_Written problem:_ Which lines in the records below contain the string "shirt"? List each of them in full.
Records to process start
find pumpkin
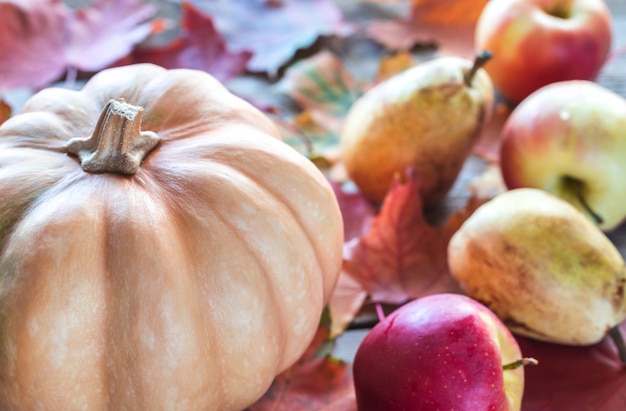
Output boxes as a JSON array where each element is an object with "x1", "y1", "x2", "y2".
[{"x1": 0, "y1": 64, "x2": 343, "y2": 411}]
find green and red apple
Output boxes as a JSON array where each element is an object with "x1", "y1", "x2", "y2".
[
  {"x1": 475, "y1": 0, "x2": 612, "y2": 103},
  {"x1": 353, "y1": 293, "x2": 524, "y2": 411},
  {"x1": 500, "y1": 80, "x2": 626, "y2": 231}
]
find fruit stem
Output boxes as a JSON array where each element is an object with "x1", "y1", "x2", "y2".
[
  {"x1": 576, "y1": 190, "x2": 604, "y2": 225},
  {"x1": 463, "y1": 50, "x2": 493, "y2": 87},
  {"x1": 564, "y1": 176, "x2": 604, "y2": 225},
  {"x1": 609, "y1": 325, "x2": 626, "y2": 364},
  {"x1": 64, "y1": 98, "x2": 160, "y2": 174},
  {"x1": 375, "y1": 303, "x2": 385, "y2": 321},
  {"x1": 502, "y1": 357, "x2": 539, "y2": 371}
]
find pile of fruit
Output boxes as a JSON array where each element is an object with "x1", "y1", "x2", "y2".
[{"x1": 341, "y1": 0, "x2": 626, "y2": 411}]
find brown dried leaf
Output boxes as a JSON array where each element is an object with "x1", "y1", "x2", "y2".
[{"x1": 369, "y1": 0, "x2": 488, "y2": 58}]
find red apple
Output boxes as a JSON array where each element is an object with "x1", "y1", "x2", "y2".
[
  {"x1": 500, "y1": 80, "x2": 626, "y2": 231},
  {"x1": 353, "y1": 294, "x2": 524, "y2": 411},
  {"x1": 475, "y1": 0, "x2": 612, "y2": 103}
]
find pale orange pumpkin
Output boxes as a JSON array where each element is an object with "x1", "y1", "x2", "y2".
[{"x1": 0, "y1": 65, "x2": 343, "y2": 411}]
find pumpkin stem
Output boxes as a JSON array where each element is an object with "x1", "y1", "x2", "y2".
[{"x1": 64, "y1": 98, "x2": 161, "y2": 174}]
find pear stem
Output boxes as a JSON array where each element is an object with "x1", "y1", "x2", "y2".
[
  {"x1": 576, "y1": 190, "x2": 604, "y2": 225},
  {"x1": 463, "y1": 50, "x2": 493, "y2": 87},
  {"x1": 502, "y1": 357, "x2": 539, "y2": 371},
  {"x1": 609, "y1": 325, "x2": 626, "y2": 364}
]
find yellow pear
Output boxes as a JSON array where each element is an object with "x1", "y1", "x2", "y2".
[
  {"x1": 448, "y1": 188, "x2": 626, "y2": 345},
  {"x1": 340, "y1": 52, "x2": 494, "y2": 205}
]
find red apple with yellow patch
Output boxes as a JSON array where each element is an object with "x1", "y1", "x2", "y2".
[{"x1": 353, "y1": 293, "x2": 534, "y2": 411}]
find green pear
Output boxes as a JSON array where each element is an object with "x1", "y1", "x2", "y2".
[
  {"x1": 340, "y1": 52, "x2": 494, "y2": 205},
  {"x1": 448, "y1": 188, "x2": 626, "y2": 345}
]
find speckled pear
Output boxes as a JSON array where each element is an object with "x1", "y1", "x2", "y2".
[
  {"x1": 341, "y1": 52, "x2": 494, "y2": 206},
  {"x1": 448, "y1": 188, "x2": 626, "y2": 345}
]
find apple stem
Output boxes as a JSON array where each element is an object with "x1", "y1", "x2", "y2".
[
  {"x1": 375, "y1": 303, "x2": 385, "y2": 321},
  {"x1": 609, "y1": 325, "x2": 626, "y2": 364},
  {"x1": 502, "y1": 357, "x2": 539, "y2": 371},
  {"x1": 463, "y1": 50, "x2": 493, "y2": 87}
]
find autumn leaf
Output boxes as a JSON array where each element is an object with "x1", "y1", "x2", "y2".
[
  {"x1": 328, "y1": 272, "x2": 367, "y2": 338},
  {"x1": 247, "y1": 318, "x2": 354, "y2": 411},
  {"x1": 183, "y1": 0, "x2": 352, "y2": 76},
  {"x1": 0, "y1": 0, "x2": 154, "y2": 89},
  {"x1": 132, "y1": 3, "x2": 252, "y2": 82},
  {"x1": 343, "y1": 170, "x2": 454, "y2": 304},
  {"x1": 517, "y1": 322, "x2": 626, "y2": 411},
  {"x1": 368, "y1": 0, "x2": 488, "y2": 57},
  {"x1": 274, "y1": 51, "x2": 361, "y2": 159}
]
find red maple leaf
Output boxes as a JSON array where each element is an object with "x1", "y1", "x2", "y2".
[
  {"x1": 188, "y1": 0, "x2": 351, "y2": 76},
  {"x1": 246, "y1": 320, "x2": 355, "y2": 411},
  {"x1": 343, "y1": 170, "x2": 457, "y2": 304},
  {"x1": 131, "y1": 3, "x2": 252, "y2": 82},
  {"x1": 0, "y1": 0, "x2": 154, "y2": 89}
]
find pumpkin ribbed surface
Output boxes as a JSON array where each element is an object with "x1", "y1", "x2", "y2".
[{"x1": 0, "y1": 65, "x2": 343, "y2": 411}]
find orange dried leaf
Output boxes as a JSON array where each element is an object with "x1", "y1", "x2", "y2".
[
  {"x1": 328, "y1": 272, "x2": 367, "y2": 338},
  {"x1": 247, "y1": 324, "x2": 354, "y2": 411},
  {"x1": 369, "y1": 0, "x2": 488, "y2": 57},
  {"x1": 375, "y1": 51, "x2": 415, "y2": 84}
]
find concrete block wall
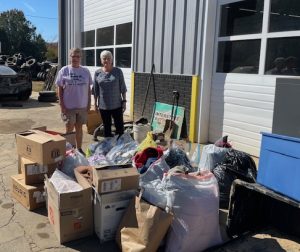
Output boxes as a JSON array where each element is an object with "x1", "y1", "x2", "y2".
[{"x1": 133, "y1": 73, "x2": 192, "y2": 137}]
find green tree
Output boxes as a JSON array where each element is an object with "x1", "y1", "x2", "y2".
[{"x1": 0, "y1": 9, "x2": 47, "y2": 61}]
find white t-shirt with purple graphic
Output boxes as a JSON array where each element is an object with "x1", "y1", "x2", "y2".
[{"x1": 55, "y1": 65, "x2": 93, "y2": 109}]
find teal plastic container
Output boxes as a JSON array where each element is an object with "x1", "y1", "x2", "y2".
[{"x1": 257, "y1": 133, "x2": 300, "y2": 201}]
Records to process end
Records to process start
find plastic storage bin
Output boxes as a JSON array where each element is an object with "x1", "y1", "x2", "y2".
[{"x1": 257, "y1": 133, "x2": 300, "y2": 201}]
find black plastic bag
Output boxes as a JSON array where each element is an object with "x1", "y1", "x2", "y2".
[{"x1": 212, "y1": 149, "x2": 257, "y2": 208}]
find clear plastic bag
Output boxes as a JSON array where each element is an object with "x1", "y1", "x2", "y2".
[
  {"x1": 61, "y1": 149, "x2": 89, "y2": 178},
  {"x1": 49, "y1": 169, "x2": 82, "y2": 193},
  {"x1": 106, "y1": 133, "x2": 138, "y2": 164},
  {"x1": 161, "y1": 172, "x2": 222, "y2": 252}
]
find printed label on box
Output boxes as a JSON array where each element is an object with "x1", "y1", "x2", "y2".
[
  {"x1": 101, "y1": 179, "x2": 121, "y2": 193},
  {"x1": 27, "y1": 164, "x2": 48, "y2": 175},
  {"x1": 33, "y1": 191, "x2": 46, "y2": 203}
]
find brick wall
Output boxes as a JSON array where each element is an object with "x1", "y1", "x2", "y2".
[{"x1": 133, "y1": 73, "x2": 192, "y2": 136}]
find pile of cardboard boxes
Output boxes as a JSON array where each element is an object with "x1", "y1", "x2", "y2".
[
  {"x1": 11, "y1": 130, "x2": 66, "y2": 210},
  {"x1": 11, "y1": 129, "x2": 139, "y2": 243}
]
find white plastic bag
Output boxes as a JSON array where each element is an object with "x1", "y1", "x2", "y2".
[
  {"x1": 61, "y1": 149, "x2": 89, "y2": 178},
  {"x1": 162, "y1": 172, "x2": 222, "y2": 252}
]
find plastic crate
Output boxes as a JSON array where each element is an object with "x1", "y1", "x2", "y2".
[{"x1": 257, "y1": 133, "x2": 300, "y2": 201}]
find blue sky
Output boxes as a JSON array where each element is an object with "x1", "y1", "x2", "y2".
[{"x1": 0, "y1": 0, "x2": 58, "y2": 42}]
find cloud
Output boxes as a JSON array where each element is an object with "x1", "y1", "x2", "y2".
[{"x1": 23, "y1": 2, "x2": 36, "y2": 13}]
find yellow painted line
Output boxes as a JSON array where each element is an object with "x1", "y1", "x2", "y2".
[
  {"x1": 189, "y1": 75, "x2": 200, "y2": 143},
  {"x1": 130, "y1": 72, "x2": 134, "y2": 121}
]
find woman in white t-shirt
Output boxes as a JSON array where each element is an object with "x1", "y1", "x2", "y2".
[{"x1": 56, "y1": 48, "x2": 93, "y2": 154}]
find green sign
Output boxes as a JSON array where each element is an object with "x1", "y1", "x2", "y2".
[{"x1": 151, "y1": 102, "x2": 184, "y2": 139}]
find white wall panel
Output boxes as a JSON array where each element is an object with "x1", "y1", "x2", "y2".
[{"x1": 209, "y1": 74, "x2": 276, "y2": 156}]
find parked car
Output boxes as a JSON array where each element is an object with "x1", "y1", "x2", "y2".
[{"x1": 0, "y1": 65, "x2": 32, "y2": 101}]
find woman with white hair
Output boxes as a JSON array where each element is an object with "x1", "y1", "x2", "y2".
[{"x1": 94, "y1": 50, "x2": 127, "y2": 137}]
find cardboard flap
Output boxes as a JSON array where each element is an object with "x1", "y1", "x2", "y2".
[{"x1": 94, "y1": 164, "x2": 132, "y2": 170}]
Records to process end
_Expected answer:_
find white t-shirt with purple graphic
find woman in white t-shirt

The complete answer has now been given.